[EXTRACTED MATERIAL start]
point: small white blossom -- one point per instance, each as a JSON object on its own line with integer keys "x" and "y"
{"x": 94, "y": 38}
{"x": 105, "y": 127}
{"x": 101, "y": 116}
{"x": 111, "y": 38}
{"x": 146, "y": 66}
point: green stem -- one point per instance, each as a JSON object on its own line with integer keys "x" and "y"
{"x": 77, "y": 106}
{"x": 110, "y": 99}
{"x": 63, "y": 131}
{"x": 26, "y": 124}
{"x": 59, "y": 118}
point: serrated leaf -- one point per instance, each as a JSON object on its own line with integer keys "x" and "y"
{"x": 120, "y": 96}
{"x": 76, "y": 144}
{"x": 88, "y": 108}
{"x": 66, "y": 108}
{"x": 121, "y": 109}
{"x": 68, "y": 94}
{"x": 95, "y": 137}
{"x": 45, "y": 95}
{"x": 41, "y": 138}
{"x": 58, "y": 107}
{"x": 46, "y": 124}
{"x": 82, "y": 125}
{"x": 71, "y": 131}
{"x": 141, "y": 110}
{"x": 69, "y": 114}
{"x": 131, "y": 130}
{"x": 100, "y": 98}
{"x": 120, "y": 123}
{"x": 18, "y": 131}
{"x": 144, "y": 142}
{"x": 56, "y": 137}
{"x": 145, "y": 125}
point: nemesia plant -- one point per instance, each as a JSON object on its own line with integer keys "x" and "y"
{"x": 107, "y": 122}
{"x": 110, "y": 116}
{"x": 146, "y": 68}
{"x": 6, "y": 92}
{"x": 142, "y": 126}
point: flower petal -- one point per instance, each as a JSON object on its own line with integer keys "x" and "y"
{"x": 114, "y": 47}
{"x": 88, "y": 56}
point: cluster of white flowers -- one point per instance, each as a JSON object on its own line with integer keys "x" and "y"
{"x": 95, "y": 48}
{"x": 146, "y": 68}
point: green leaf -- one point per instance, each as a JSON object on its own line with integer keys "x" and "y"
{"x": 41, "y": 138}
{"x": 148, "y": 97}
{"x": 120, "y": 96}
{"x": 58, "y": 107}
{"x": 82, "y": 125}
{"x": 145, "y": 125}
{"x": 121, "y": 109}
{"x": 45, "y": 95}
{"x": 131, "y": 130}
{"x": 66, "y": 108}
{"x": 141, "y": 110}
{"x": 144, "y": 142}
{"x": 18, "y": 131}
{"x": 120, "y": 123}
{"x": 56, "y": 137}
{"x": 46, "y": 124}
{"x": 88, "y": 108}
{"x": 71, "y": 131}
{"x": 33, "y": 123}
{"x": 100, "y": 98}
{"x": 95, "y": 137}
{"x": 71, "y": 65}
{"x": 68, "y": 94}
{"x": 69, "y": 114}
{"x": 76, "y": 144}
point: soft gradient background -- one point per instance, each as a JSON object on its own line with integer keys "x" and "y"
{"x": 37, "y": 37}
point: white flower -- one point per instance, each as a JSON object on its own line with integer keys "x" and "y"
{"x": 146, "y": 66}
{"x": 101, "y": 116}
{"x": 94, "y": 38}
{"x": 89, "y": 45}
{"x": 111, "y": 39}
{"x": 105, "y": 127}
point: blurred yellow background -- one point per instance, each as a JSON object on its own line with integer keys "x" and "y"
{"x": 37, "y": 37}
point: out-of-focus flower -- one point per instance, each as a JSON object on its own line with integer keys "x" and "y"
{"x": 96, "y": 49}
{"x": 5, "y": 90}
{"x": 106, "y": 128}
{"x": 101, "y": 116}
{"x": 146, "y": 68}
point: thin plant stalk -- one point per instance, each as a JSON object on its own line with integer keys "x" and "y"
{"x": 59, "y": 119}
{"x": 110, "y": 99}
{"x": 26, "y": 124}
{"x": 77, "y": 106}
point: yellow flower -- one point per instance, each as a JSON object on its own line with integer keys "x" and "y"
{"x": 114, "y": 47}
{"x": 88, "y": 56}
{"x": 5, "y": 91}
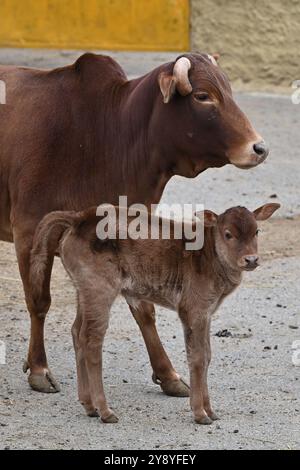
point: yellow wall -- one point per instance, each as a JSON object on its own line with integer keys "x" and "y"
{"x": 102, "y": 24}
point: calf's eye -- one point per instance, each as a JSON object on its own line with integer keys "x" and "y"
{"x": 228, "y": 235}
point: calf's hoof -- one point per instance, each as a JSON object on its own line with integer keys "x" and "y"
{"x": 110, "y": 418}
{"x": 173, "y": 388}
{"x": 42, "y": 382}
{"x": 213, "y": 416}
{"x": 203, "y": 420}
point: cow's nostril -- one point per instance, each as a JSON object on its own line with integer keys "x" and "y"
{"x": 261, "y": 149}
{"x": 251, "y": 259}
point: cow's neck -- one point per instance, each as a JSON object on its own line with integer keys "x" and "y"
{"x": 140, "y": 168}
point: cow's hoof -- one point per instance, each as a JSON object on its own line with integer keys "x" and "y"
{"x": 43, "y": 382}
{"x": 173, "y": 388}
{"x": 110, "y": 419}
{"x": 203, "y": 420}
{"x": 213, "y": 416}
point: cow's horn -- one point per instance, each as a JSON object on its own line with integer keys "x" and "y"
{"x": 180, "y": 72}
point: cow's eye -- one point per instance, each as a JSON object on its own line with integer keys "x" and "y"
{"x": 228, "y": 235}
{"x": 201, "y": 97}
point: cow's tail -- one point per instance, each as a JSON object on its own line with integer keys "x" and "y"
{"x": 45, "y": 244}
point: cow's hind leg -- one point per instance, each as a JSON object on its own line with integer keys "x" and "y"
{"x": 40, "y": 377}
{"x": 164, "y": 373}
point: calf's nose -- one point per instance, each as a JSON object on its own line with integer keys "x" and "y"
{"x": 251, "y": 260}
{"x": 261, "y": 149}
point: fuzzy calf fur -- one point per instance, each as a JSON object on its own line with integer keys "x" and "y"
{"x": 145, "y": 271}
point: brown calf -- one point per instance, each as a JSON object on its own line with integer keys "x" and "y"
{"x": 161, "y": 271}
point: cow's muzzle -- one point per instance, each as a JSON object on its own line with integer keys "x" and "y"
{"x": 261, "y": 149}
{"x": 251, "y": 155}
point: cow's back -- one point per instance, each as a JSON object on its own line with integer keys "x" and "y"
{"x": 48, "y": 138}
[EXTRACTED MATERIAL end]
[EXTRACTED MATERIAL start]
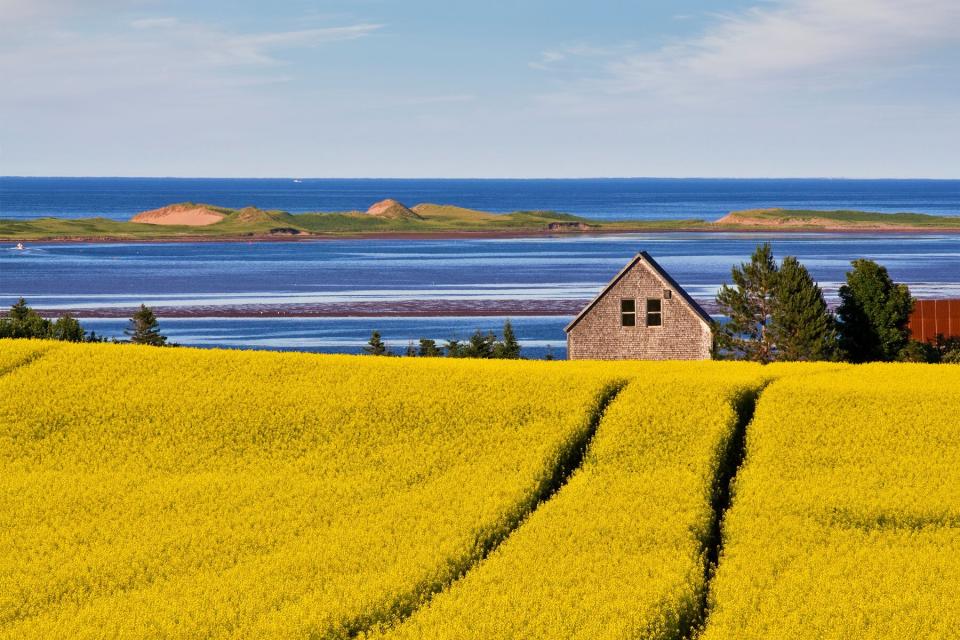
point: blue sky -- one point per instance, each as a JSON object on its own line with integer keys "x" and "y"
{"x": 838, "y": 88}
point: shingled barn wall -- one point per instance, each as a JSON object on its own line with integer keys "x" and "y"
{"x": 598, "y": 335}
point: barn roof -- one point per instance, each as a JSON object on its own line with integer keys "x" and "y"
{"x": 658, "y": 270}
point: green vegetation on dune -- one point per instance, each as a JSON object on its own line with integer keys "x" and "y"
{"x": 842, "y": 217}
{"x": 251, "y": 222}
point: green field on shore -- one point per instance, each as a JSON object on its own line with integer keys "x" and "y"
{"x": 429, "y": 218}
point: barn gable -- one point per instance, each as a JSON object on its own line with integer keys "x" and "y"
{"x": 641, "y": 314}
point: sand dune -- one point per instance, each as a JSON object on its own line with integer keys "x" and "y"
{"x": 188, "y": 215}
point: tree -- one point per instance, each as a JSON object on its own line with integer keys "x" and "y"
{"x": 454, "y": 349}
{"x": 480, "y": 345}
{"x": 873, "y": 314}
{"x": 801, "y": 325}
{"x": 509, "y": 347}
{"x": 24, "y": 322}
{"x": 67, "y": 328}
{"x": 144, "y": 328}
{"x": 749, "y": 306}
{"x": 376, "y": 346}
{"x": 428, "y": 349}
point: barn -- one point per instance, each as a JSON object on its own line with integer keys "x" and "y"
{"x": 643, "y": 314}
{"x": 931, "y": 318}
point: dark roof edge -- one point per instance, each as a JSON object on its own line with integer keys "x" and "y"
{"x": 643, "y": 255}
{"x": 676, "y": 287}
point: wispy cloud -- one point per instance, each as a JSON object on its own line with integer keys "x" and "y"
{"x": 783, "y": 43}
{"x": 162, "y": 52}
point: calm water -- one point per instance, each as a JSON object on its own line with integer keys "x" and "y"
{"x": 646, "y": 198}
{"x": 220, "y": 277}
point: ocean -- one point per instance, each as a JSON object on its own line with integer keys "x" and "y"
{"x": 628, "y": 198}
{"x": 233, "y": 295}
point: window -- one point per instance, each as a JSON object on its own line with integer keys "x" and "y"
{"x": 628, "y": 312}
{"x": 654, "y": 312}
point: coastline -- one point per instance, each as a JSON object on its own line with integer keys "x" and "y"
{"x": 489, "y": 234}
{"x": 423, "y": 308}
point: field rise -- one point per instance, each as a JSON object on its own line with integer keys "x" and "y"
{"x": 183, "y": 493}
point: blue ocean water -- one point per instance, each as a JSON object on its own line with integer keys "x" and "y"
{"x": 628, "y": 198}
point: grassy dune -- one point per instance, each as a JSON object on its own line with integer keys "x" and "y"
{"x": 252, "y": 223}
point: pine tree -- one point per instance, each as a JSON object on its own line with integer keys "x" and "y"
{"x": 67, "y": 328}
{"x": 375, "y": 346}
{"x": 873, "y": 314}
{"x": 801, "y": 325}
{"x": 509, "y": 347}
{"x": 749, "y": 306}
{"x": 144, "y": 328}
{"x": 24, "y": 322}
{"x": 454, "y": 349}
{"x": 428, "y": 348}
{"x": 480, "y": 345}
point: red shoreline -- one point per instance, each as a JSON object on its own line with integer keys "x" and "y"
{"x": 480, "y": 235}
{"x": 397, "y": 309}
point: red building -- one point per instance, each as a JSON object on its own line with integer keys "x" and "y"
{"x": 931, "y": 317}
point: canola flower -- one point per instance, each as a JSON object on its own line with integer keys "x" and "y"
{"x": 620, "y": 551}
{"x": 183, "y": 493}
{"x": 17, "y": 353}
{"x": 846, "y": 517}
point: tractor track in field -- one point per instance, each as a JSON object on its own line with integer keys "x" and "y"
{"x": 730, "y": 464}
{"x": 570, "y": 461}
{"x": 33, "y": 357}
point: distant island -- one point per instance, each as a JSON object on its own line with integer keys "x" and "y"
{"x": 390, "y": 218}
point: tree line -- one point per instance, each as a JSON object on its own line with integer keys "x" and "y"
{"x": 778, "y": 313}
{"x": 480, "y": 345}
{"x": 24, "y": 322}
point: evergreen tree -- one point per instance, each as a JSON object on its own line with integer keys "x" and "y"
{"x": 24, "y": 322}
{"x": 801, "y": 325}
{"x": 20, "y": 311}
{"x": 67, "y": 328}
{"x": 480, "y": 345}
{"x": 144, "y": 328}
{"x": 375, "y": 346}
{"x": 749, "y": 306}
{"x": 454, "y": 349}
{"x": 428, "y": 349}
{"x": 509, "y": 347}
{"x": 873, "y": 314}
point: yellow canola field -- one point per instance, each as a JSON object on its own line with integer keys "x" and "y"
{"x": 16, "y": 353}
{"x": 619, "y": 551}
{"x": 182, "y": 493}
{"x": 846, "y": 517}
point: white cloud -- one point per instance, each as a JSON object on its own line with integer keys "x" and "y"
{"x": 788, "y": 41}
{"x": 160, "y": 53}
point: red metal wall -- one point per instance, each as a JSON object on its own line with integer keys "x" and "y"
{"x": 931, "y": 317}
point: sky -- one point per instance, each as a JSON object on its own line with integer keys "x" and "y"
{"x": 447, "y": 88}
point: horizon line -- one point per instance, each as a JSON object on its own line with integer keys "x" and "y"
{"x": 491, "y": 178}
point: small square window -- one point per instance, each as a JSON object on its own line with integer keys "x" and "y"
[EXTRACTED MATERIAL end]
PROBLEM TO SOLVE:
List every line in the items above that contains the word "hoof".

COMPLETED EXERCISE:
point: calf's hoof -- one point per instance, each as a JSON object on its own line with integer keys "x" and "y"
point: cow's hoof -- one point per instance, each as a JSON object on its own line with integer keys "x" and "y"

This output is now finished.